Der Widerstand wächst
Bürger finden sich in Aktionsgruppen bundesweit zusammen, um sich gegen die Volkszählung 2011 und ihre Auswüchse zur Wehr zu setzen. Das Zensusgesetz 2011 geht an dem Ziel, eine statistische Erhebung zu regeln, vorbei. Bürger werden bundesweit genötigt zahlreiche personenbezogene Daten preiszugeben. Entgegen dem ursprünglichen Zweck dieser öffentlichen Register werden von dort personenbezogene Informationen abgegriffen und zentral bei den Statistikämtern gesammelt und gespeichert. Gegen alle wissenschaftliche Erkenntnis greift man auf das veraltete statistische Mittel der Totalerhebung zurück. Behörden verletzen ihren verfassungsmäßigen Auftrag, dem Bürger seinerseits schnell und unbürokratisch Auskunft zu gewähren.
Was ist der Sinn einer Volkszählung?
Um auf der Basis sicherer und möglichst richtiger Daten und Fakten volkswirtschaftliche und politische Enzscheidungen zu treffen, muss es ein zuverlässiges und akzeptiertes Verfahren geben, zu einer solchen Datenbasis zu kommen. Die Volkszählung ist nur eine von zahlreichen Alternativen. Sie ist mit eigens eingerichteten Erhebungsbehörden, Erhebungsbeauftragten, Hausbesuchen und Bürgersprechstunden ungewöhnlich aufwendig – wir rechnen mit Kosten in Höhe von € 750 Mio. Auch die Registerabfrage stellt die eingebundenen Behörden vor kaum lösbare Schwierigkeiten. Nach eigenen Angaben wird die Bundesagentur für Arbeit nicht vor Dezember 2011 in der Lage sein, die angeforderten Daten zu liefern. Dagegen werden Bürger bereits seit September 2011 durch Androhungen von Zwangsgeldern zum Ausfüllen genötigt.
Warum eine Zwangserhebung?
Das Ausfüllen der genannten Bögen unterliegt der gesetzlichen Auskunftspflicht. Wie bei der Abgabe der Steuererklärung werden Bürger im behördlichen Zwangsverfahren zur Abgabe genötigt. Das Zwangsgeld kann im Einzelfall bis zu € 5.000,– gehen.
Das Konzept der Zwangserhebung ist wie das Erziehungskonzept der körperlichen Züchtigung gleichermaßen veraltet und überholt.
60 Mio. Bürger haben freiwillig eine Karte eines Kundenbindungssystems (wie z.B. Pay-Back oder Happy-Digits). Annähernd so viele Bürger geben freimütig ihre persönlichen Daten in sogenannten sozialen Netzwerken freiwillig preis. Hätte man die Haushaltsbefragung in ein Gewinnspiel eingebunden, wäre eine Beteiligung weit über 10% erreicht worden. Und das alles, ohne Bürger im Rahmen eines behördlichen Zwangsverfahrens zu erniedrigen.

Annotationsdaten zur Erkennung
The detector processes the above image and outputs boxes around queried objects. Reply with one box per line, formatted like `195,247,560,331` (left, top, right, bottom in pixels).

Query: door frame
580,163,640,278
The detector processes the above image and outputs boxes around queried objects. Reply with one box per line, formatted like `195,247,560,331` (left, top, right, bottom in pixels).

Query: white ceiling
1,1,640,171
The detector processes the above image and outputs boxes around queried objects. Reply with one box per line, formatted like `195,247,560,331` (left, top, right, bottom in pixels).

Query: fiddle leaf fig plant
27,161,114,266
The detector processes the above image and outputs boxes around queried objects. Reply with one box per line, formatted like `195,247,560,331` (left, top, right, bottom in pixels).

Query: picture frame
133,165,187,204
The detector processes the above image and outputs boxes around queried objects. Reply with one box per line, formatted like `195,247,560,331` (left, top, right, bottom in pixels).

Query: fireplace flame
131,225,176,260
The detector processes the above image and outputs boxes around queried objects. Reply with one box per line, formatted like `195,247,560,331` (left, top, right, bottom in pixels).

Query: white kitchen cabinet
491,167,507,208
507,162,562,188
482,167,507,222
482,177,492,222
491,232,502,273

--

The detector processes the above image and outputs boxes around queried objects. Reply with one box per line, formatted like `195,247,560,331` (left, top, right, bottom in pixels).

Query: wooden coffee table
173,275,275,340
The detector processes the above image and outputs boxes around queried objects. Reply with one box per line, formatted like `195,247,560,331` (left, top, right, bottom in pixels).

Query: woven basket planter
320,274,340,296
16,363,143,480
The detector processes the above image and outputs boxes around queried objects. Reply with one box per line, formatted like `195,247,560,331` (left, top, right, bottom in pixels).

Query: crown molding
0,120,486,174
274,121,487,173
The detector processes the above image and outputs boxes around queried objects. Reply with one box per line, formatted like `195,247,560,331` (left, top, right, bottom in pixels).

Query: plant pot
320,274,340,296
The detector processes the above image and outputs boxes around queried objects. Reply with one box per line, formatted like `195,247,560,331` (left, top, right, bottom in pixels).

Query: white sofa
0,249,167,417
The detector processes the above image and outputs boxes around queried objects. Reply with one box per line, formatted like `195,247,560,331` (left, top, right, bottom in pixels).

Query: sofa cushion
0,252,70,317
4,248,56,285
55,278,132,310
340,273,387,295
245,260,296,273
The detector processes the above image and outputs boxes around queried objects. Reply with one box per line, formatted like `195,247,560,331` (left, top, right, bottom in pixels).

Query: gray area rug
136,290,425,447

* * *

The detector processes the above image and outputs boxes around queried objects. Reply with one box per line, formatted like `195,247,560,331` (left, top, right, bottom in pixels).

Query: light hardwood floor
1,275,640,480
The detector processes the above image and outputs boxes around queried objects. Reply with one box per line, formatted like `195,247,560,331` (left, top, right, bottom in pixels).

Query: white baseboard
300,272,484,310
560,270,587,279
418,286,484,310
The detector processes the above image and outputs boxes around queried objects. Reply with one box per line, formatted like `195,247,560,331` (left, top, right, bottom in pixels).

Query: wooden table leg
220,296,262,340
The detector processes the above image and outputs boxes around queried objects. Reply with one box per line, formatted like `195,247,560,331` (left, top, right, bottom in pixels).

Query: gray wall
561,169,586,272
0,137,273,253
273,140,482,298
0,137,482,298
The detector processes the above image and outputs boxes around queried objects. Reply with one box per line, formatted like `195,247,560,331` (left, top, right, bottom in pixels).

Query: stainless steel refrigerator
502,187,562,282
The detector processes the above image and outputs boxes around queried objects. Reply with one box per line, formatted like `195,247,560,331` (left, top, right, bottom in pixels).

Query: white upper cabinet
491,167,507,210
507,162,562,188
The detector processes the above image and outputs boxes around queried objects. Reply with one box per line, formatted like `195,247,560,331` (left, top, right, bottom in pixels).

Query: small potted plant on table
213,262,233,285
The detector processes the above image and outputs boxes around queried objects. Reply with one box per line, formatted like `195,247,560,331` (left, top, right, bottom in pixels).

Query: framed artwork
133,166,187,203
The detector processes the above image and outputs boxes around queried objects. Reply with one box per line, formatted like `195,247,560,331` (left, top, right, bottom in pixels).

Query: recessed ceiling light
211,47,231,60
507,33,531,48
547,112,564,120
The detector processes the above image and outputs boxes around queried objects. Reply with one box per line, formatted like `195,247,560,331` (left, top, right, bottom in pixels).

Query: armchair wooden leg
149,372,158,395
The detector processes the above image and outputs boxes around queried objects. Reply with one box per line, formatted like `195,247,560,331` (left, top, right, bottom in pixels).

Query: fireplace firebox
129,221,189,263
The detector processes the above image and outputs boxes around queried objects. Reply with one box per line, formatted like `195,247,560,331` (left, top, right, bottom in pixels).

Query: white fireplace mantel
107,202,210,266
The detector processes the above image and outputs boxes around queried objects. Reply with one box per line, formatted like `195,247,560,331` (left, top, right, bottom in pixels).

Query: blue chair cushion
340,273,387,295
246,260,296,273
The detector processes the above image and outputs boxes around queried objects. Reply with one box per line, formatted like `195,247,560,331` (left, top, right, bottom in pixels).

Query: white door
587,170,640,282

- **BITTE BEARBEITEN**
**1)** Beantworte anhand des Texts zur Volkszählung 2011 diese Fragen:
(a) Mit welchen Kosten rechnen die Verfasser für die Volkszählung?
(b) Bis zu welcher Höhe kann das Zwangsgeld im Einzelfall gehen?
(c) Wie viele Bürger haben freiwillig eine Karte eines Kundenbindungssystems?
**2)** Tippe aus dem Text zur Volkszählung 2011 den Abschnitt zwischen „Der Widerstand wächst“ und „Sinn einer Volkszählung?“ einschließlich genau ab.

- **LÖSUNGEN IM EINZELNEN**
**1)**
(a) Mit Kosten in Höhe von 750 Mio. €.
(b) Bis zu 5.000 €.
(c) 60 Mio. Bürger.

**2)**
Der Widerstand wächst
Bürger finden sich in Aktionsgruppen bundesweit zusammen, um sich gegen die Volkszählung 2011 und ihre Auswüchse zur Wehr zu setzen. Das Zensusgesetz 2011 geht an dem Ziel, eine statistische Erhebung zu regeln, vorbei. Bürger werden bundesweit genötigt zahlreiche personenbezogene Daten preiszugeben. Entgegen dem ursprünglichen Zweck dieser öffentlichen Register werden von dort personenbezogene Informationen abgegriffen und zentral bei den Statistikämtern gesammelt und gespeichert. Gegen alle wissenschaftliche Erkenntnis greift man auf das veraltete statistische Mittel der Totalerhebung zurück. Behörden verletzen ihren verfassungsmäßigen Auftrag, dem Bürger seinerseits schnell und unbürokratisch Auskunft zu gewähren.
Was ist der Sinn einer Volkszählung?